▸ **GIVEN ENTRIES**
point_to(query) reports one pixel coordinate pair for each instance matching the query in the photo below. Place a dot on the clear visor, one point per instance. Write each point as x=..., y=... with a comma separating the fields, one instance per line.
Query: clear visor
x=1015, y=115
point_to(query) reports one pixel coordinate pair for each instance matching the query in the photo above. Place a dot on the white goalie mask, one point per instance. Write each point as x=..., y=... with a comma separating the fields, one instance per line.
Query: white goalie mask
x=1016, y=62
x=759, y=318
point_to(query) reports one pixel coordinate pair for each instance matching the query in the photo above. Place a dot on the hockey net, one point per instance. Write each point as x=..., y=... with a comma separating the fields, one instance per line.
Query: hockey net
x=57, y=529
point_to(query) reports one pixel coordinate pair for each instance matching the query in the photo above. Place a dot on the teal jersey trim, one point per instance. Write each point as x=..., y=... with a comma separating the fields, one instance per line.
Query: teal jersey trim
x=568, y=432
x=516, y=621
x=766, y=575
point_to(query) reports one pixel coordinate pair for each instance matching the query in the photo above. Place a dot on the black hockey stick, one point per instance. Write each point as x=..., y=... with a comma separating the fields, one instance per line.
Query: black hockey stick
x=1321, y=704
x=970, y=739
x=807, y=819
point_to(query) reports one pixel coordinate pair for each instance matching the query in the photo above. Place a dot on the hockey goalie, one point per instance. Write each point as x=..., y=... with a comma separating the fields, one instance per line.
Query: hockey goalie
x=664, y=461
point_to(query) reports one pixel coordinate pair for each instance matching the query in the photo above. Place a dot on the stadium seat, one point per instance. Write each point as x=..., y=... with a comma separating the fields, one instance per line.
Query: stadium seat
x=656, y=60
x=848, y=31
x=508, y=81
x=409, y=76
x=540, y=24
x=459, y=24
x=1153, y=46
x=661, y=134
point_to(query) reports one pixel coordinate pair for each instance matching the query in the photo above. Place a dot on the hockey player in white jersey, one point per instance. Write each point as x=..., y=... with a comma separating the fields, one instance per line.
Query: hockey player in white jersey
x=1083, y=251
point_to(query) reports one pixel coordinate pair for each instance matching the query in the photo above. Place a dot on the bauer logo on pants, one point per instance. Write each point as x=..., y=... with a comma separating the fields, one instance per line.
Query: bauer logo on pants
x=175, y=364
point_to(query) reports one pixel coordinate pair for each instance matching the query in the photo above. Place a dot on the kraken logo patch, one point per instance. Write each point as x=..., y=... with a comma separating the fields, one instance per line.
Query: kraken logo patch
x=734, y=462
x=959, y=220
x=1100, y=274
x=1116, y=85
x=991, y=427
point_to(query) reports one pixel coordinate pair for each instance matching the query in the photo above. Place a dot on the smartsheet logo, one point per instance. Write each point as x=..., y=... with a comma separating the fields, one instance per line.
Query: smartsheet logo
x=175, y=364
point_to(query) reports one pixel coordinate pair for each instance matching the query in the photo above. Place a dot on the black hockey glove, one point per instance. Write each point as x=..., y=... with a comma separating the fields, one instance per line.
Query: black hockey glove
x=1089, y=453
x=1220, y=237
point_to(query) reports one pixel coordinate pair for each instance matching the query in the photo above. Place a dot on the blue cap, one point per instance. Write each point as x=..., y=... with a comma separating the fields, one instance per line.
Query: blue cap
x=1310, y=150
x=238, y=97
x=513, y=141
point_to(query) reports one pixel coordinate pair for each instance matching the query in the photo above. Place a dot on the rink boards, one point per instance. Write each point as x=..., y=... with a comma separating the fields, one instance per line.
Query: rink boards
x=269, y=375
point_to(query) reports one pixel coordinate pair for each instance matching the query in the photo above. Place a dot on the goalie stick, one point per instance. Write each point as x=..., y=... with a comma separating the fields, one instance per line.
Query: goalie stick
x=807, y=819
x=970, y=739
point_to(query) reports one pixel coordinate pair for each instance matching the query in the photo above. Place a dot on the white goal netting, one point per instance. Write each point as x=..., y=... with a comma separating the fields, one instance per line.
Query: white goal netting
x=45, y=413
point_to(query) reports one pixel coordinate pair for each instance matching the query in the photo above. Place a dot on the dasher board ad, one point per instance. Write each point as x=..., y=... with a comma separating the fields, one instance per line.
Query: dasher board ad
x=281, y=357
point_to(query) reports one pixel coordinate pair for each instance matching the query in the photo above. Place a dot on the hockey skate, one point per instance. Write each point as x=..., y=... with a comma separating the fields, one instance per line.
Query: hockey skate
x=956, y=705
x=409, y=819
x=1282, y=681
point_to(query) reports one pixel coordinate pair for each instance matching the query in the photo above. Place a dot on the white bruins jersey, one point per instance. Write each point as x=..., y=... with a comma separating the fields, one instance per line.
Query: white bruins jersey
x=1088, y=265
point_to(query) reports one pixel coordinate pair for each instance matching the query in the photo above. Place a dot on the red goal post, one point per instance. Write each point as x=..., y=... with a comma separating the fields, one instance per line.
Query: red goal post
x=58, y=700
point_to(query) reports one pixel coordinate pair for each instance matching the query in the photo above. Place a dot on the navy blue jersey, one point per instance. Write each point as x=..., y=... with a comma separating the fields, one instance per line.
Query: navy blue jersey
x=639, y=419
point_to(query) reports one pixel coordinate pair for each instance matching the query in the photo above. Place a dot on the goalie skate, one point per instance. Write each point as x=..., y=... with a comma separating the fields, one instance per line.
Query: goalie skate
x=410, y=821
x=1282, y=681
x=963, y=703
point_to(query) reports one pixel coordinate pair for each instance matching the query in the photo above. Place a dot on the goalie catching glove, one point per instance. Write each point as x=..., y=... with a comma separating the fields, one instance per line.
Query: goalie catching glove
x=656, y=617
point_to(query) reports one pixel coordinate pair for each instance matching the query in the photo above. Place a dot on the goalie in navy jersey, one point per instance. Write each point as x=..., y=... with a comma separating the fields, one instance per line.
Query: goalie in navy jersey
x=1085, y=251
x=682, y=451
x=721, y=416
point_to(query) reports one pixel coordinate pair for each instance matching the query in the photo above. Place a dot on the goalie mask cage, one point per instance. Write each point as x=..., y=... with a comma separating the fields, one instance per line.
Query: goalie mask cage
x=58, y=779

▸ **WHAT THE TASK REQUIRES**
Output every line of the items above as a Markdown table with the columns "Row" and "Text", numbering the rows in order and omitting any blank lines.

▸ **RESPONSE TO THE EXERCISE**
| Row | Text |
|---|---|
| 1 | point_to(query) reports one pixel coordinate pair for each instance matching the query in the photo below. Place a dot on the clear visor, one point per instance. Write each point as x=..., y=... with a comma separating the fields, one instance per line. |
| 2 | Query: clear visor |
| 3 | x=1015, y=115 |
| 4 | point_to(query) reports one pixel coordinate pair for each instance matching the query in the photo above. Place a dot on the white goalie mask, one point per instance. Write each point as x=..., y=... with a comma separating the fields, one instance per line. |
| 5 | Query: white goalie mask |
| 6 | x=1016, y=62 |
| 7 | x=759, y=318 |
| 8 | point_to(query) reports one pixel coordinate pair for each instance matching the query in the photo above. Place a dot on the hockey net, one point per instance. Write each point as x=..., y=... with a comma separating the fields, one instance per line. |
| 9 | Query: hockey net |
| 10 | x=57, y=529 |
| 11 | point_to(query) reports one pixel coordinate pair for each instance matching the query in the photo above. Place a dot on the teal jersey trim, one point per instance. Write each point as x=..., y=... with a comma separating the fields, one instance per line. |
| 12 | Query: teal jersey trim |
| 13 | x=568, y=432 |
| 14 | x=516, y=621 |
| 15 | x=766, y=575 |
| 16 | point_to(query) reports one pixel coordinate pair for each instance matching the query in the photo above. Place a dot on the black hockey stick, one point per instance. Write each point as x=..., y=... with a comma separating the fields, one instance per line. |
| 17 | Query: black hockey stick |
| 18 | x=1321, y=704 |
| 19 | x=970, y=739 |
| 20 | x=807, y=819 |
| 21 | point_to(query) reports one pixel coordinate pair for each instance matching the query in the photo above. Place a dot on the hockey goalie, one point per instance. Write each point as x=..., y=... with a comma separating the fields, one instance per line. |
| 22 | Query: hockey goalie |
| 23 | x=664, y=461 |
| 24 | point_to(query) reports one pixel coordinate pair for each instance matching the query in the photo above. Place a dot on the stadium seat, one point per instance. Write each point as x=..., y=... with a comma separating the fields, one instance per line. |
| 25 | Query: stadium seat |
| 26 | x=656, y=60 |
| 27 | x=848, y=31 |
| 28 | x=508, y=81 |
| 29 | x=409, y=76 |
| 30 | x=540, y=24 |
| 31 | x=459, y=24 |
| 32 | x=1153, y=46 |
| 33 | x=661, y=134 |
| 34 | point_to(query) reports one pixel coordinate pair for each instance matching the query in the photo above. Place a dot on the hockey player in white jersey, one point per instance. Write each point as x=..., y=... with a comma separating the fields, one instance per line. |
| 35 | Query: hockey player in white jersey |
| 36 | x=1083, y=251 |
| 37 | point_to(query) reports one pixel coordinate pair for each instance matching the query in the photo above. Place a dot on the bauer logo on pants, one point per instance. Write each point as x=..., y=... with a comma separating the fields, one instance per line. |
| 38 | Query: bauer logo on pants |
| 39 | x=175, y=364 |
| 40 | point_to(query) reports one pixel coordinate pair for each instance matching the query in the photo above. Place a dot on the kraken logo patch, one point per instance. Write each point as x=..., y=... with a comma separating the fields, one instance per line. |
| 41 | Query: kraken logo patch |
| 42 | x=734, y=462 |
| 43 | x=959, y=220 |
| 44 | x=1100, y=274 |
| 45 | x=1116, y=85 |
| 46 | x=991, y=427 |
| 47 | point_to(query) reports one pixel coordinate pair for each instance matching the query in the photo above. Place a dot on the smartsheet logo, one point per instance. Write each point as x=..., y=... with a comma separating the fields, one instance per line. |
| 48 | Query: smartsheet logo |
| 49 | x=175, y=364 |
| 50 | point_to(query) reports one pixel coordinate pair for each instance matching the query in the photo above. Place a dot on the black hockey glove, one point per instance. Write each point as x=..., y=... with a comma separating the fields, one instance per line. |
| 51 | Query: black hockey glove |
| 52 | x=1089, y=453 |
| 53 | x=1220, y=237 |
| 54 | point_to(query) reports one pixel coordinate pair for each instance matching the query in the photo above. Place a dot on the blue cap, one point per instance. Write each point as x=..., y=... with a comma separating the fields, one instance per line. |
| 55 | Query: blue cap |
| 56 | x=1310, y=150 |
| 57 | x=238, y=97 |
| 58 | x=513, y=141 |
| 59 | point_to(query) reports one pixel coordinate pair for each instance matching the query in the photo above. Place a dot on the rink boards, one point per instance. Write each point as x=..., y=... with a comma separating the fields, one instance per line. |
| 60 | Query: rink boards |
| 61 | x=269, y=375 |
| 62 | point_to(query) reports one pixel coordinate pair for each instance matching the query in the photo above. Place a dot on the goalie stick, one point per instance. Write each point as x=..., y=... with a comma separating the fields, one instance per line. |
| 63 | Query: goalie stick |
| 64 | x=807, y=819 |
| 65 | x=970, y=739 |
| 66 | point_to(query) reports one pixel coordinate pair for each instance matching the query in the photo above. Place a dot on the white goal netting, one point per instance. Write each point as x=..., y=... with a comma separating the fields, one instance per line. |
| 67 | Query: white goal netting |
| 68 | x=45, y=413 |
| 69 | point_to(query) reports one pixel coordinate pair for each instance matching the query in the photo above. Place a dot on the dasher board ad, one point per instance. Write each point as x=..., y=... with a comma separating the fields, one instance per line. |
| 70 | Query: dasher board ad |
| 71 | x=281, y=357 |
| 72 | point_to(query) reports one pixel coordinate pair for each instance matching the query in the photo above. Place a dot on the hockey skate, one point per instance. Write each point as x=..., y=... with a comma separating the fields, one instance per line. |
| 73 | Query: hockey skate |
| 74 | x=956, y=705 |
| 75 | x=409, y=819 |
| 76 | x=1282, y=681 |
| 77 | point_to(query) reports one pixel coordinate pair for each instance matching the query in the photo above. Place a dot on the white bruins jersey, one point per instance. Write each point as x=..., y=... with a comma separating the fields, one instance per line. |
| 78 | Query: white bruins jersey |
| 79 | x=1088, y=265 |
| 80 | point_to(query) reports one pixel coordinate pair for each instance matching the query in the photo above. Place a dot on the red goal post, one point per instance. Write each point as x=..., y=... with a comma separating the fields, one instance per line. |
| 81 | Query: red goal post |
| 82 | x=58, y=700 |
| 83 | point_to(query) reports one pixel coordinate pair for each instance matching the query in the photo above. Place a dot on the navy blue jersey, one point per instance. Write each point as x=..., y=... with a comma separating the fields, one instance per line. |
| 84 | Query: navy blue jersey |
| 85 | x=639, y=419 |
| 86 | point_to(query) reports one pixel coordinate pair for each instance matching the query in the photo above. Place a dot on the goalie skate, one point per instance. Write each point as x=..., y=... with a comma separating the fields, one instance per line. |
| 87 | Query: goalie skate |
| 88 | x=410, y=821 |
| 89 | x=1282, y=681 |
| 90 | x=963, y=703 |
| 91 | point_to(query) reports one pixel coordinate pair for each instance matching the query in the photo above. Place a dot on the goalie catching glove, one point per instance. Write each point as x=..., y=... with a comma separating the fields, one instance per line. |
| 92 | Query: goalie catching glove |
| 93 | x=656, y=617 |
| 94 | point_to(query) reports one pixel coordinate pair for each instance matching the query in the photo above. Place a dot on the goalie in navy jersey, one point per instance. Write each point as x=..., y=... with a comma separating the fields, one instance per line. |
| 95 | Query: goalie in navy jersey |
| 96 | x=1085, y=251 |
| 97 | x=682, y=451 |
| 98 | x=721, y=416 |
| 99 | point_to(query) reports one pixel coordinate pair for each instance matching the query in the photo above. Place a dot on the goalie mask cage, one point per instance. Write each point as x=..., y=... with a comma separating the fields, one instance per line. |
| 100 | Query: goalie mask cage |
| 101 | x=58, y=779 |